## [AUFGABEN]
**a)** Warum entstehen laut dem Lesetext im 12. Jahrhundert Bewegungen, die Armut predigen? Antworte in ein bis drei Sätzen.
**b)** Wie nennen sich die Bewegungen im Lesetext selbst?
**c)** Wiederhole aus dem Lesetext die Stelle von „Angesichts des offen“ bis einschließlich „in Marsch gesetzt.“.

## [LESETEXT]
========

Angesichts des offen zur Schau gestellten Prunks der Kirchenfürsten entstehen im 12. Jahrhundert Bewegungen, die Armut als christliche Botschaft predigen, die Askese einfordern, auch von den Mächtigen auf den Bischofsstühlen. Sie nennen sich „Katharer“, die „Reinen“. Die Kirche wandelt das Wort um in „Ketzer“ und verfolgt die Reinen gnadenlos. Die Inquisition wird geboren, ein europäischer Kreuzzug in Marsch gesetzt.

========

## [QUELLENAUSZUG]
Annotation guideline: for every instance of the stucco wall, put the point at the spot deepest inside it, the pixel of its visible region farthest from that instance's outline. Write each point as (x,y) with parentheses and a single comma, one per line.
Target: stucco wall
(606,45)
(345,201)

========

## [LÖSUNGEN]
**a)** Diese Bewegungen entstehen wegen des Prunks, den die Kirchenfürsten offen zur Schau stellen. Als Antwort darauf predigen sie Armut als christliche Botschaft und fordern Askese, auch von den Mächtigen auf den Bischofsstühlen.

**b)** Sie nennen sich „Katharer“, die „Reinen“.

**c)**
Angesichts des offen zur Schau gestellten Prunks der Kirchenfürsten entstehen im 12. Jahrhundert Bewegungen, die Armut als christliche Botschaft predigen, die Askese einfordern, auch von den Mächtigen auf den Bischofsstühlen. Sie nennen sich „Katharer“, die „Reinen“. Die Kirche wandelt das Wort um in „Ketzer“ und verfolgt die Reinen gnadenlos. Die Inquisition wird geboren, ein europäischer Kreuzzug in Marsch gesetzt.